- [O QUE FAZER] Conte as linhas dos itens que contêm a palavra "stone" e responda apenas com esse número.

- [DADOS FORNECIDOS]
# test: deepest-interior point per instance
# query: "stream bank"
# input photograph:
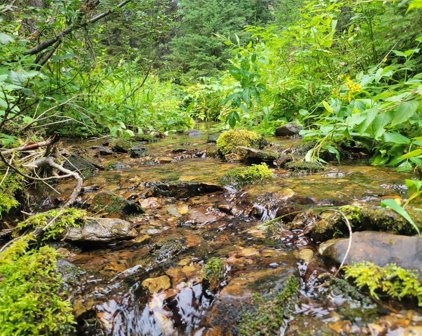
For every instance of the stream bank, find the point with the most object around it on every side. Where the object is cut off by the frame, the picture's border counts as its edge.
(150, 280)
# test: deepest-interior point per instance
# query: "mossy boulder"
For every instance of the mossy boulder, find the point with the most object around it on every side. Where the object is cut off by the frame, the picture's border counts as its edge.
(32, 301)
(228, 141)
(324, 225)
(379, 248)
(111, 205)
(214, 273)
(247, 175)
(304, 166)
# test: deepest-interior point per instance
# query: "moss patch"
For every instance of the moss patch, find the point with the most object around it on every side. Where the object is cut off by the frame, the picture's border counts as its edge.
(10, 185)
(31, 301)
(268, 315)
(214, 272)
(55, 222)
(304, 166)
(246, 175)
(391, 280)
(228, 141)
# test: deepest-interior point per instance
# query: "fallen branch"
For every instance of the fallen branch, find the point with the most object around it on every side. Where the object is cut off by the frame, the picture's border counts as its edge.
(48, 43)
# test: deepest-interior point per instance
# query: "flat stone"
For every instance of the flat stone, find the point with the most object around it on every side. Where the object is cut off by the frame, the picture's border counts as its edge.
(288, 129)
(157, 284)
(113, 205)
(101, 230)
(379, 248)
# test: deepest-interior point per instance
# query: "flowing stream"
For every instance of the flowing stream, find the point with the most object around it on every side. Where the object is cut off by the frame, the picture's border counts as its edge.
(182, 229)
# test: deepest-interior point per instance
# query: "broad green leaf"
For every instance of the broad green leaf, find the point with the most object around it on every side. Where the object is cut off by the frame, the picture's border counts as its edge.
(392, 204)
(414, 153)
(396, 138)
(327, 107)
(405, 111)
(5, 39)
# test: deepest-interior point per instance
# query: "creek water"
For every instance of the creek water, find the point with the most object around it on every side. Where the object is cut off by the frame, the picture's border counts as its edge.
(179, 232)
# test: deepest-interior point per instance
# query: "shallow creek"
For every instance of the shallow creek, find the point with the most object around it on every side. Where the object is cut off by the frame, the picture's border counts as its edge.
(178, 233)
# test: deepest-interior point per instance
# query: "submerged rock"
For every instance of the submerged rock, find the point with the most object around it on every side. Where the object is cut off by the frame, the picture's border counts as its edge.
(304, 166)
(212, 138)
(81, 164)
(101, 230)
(324, 225)
(379, 248)
(137, 151)
(289, 129)
(183, 189)
(157, 284)
(101, 150)
(112, 205)
(256, 156)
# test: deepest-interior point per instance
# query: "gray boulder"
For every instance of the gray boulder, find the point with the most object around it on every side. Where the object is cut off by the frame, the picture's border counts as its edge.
(101, 230)
(379, 248)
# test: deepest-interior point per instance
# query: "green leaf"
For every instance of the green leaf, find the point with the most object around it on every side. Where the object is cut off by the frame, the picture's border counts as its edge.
(404, 112)
(414, 153)
(327, 106)
(5, 39)
(396, 138)
(393, 205)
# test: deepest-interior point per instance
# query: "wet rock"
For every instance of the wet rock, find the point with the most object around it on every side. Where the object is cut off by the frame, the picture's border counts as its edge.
(304, 166)
(325, 225)
(256, 156)
(118, 166)
(157, 284)
(194, 134)
(101, 230)
(112, 205)
(212, 138)
(183, 190)
(289, 129)
(165, 159)
(121, 146)
(379, 248)
(101, 150)
(137, 152)
(81, 164)
(167, 250)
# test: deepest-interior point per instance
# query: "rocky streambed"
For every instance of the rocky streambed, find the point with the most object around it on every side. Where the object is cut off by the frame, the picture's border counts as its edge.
(180, 253)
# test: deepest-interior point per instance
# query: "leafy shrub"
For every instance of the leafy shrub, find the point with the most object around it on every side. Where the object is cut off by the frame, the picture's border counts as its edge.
(390, 280)
(229, 140)
(246, 175)
(54, 222)
(30, 292)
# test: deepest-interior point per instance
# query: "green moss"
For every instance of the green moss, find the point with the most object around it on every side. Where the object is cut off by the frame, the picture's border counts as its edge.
(268, 315)
(304, 166)
(228, 141)
(9, 186)
(54, 222)
(246, 175)
(391, 280)
(31, 301)
(214, 272)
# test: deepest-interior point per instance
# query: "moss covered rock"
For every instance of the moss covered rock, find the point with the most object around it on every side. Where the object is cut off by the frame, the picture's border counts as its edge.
(228, 141)
(327, 224)
(304, 166)
(31, 298)
(246, 175)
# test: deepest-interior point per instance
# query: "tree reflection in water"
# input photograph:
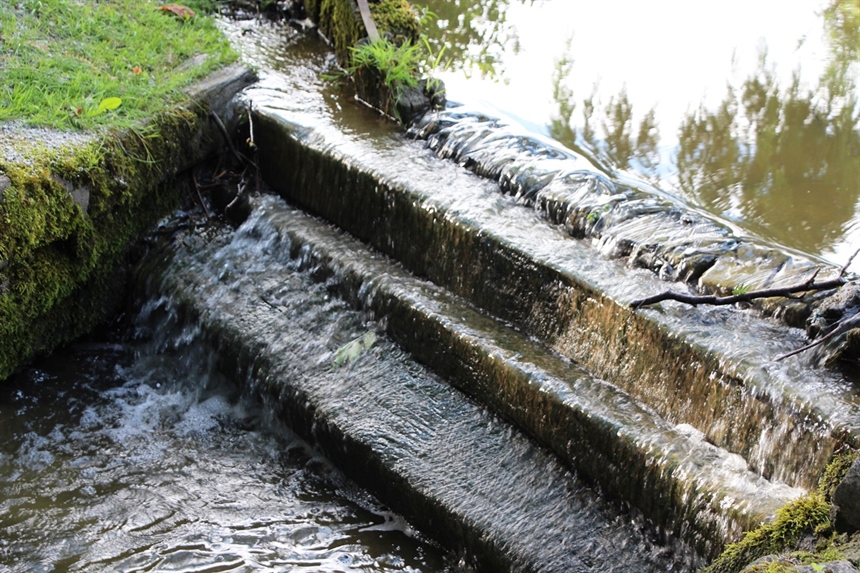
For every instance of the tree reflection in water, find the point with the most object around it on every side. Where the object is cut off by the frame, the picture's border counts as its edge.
(783, 159)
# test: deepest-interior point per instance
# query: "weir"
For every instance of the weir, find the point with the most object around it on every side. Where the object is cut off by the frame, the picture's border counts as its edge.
(445, 315)
(680, 412)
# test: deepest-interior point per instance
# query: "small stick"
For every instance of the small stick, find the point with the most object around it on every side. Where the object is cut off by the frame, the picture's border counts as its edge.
(848, 263)
(226, 135)
(843, 325)
(695, 300)
(199, 196)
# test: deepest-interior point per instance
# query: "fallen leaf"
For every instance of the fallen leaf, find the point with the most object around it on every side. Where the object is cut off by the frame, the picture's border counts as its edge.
(183, 12)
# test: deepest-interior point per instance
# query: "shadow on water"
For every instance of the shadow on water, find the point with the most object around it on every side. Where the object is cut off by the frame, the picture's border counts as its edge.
(137, 456)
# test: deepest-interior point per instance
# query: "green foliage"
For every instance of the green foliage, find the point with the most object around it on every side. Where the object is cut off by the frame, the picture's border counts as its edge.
(65, 63)
(399, 66)
(803, 515)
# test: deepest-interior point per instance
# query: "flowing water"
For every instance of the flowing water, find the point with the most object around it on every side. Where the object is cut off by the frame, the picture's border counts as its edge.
(136, 455)
(746, 110)
(132, 453)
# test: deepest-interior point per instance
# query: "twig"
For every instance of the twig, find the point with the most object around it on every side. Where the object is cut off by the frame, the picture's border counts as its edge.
(848, 263)
(840, 327)
(226, 136)
(253, 145)
(367, 18)
(695, 300)
(199, 196)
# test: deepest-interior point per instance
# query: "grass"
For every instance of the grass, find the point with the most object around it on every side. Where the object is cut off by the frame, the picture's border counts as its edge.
(61, 61)
(399, 65)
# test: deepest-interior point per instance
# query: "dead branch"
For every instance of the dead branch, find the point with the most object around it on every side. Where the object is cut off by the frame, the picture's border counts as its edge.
(840, 327)
(695, 300)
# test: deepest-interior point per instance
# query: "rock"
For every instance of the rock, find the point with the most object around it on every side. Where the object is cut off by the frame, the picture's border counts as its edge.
(845, 512)
(414, 102)
(790, 564)
(841, 566)
(80, 195)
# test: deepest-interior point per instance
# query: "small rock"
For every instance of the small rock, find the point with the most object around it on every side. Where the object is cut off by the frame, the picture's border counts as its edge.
(845, 512)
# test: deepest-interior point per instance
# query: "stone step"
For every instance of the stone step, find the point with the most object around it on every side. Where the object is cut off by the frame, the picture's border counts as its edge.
(467, 478)
(708, 368)
(691, 489)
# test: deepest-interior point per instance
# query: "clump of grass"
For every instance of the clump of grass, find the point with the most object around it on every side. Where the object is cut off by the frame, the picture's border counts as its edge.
(61, 60)
(399, 65)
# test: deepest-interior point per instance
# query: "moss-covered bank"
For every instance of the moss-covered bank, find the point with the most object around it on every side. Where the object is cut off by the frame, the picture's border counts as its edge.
(802, 527)
(340, 22)
(67, 217)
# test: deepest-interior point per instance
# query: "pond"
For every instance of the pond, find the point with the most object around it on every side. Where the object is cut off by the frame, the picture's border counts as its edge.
(745, 110)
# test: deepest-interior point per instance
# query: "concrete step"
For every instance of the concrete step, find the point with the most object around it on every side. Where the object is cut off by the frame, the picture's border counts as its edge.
(687, 487)
(708, 368)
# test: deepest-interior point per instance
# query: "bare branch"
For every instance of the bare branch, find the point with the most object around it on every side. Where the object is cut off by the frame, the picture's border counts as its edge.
(848, 263)
(695, 300)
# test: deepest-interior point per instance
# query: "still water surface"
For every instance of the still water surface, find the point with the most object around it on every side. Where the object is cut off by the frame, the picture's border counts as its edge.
(745, 109)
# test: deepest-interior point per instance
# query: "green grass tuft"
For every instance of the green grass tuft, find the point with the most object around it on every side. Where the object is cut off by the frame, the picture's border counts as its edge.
(61, 60)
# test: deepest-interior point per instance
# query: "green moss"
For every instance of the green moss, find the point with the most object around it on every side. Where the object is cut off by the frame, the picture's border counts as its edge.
(341, 23)
(54, 252)
(834, 473)
(803, 515)
(808, 515)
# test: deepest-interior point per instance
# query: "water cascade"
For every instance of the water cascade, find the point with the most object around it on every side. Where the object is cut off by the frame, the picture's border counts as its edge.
(717, 433)
(456, 337)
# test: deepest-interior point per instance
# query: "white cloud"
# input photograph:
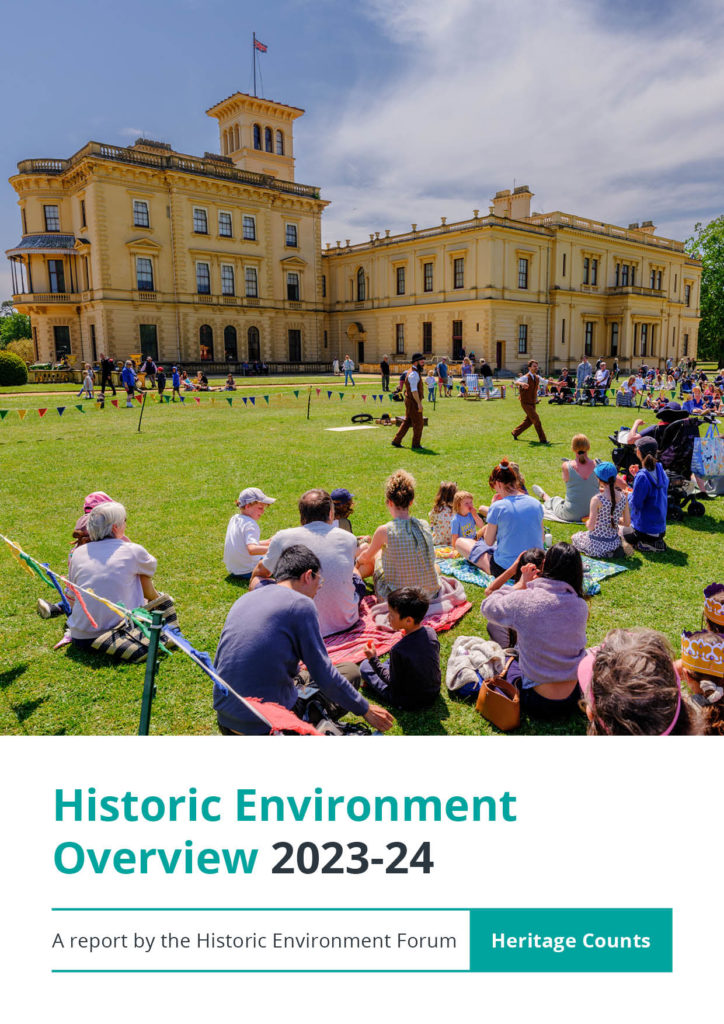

- [RESPOSTA À TAREFA] 4